Task requirements: Using the entries that follow, write out the line containing "point(139, 307)", the line containing "point(102, 40)", and every line between them, exactly and nothing else.

----- Records provided -----

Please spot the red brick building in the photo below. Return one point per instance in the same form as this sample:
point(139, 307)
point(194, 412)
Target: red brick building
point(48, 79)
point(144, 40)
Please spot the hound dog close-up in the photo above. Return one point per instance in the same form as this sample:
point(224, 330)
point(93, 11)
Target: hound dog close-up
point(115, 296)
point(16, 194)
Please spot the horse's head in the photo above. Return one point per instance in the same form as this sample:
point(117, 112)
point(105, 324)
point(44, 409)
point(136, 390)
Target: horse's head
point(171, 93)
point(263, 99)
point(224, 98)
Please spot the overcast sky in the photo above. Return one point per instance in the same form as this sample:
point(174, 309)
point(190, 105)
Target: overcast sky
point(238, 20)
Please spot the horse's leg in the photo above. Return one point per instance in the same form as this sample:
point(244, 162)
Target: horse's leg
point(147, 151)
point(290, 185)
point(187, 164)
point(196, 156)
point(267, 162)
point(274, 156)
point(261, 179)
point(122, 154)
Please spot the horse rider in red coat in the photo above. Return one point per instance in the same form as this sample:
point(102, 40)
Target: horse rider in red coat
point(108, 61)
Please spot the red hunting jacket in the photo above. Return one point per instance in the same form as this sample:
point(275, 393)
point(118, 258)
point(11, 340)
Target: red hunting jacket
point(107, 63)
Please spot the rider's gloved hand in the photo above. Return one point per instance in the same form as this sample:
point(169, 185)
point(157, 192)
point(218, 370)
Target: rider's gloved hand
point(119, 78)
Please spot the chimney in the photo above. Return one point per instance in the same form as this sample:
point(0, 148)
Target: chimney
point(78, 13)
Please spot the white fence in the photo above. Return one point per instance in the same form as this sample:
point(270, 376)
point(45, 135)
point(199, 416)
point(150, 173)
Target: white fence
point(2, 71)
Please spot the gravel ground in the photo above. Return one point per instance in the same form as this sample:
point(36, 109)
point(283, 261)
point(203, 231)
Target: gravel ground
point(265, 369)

-----

Exercise response:
point(139, 307)
point(194, 412)
Target: red brick building
point(48, 79)
point(144, 40)
Please spot the hound dog close-up in the photo above. Return one point per instance in the same form as this sample:
point(224, 330)
point(93, 11)
Target: hound dog close-up
point(115, 296)
point(16, 194)
Please spot the horse's head in the photo above. Return one point per instance in the same form as this sample:
point(117, 112)
point(105, 324)
point(44, 409)
point(136, 390)
Target: horse's head
point(171, 93)
point(263, 99)
point(224, 98)
Please spot the overcast sky in the photo above. Return one point per instance in the same form as this sample:
point(174, 309)
point(190, 105)
Target: overcast sky
point(238, 20)
Please spot the horse's leg in the photo above. Return one point per instance in the same form as this sample:
point(244, 162)
Target: horse's leg
point(147, 151)
point(290, 185)
point(187, 164)
point(196, 156)
point(267, 162)
point(274, 156)
point(261, 179)
point(122, 154)
Please spot the horse rider in red coat in the photo above. Return one point per instance in the same form as this sample:
point(102, 40)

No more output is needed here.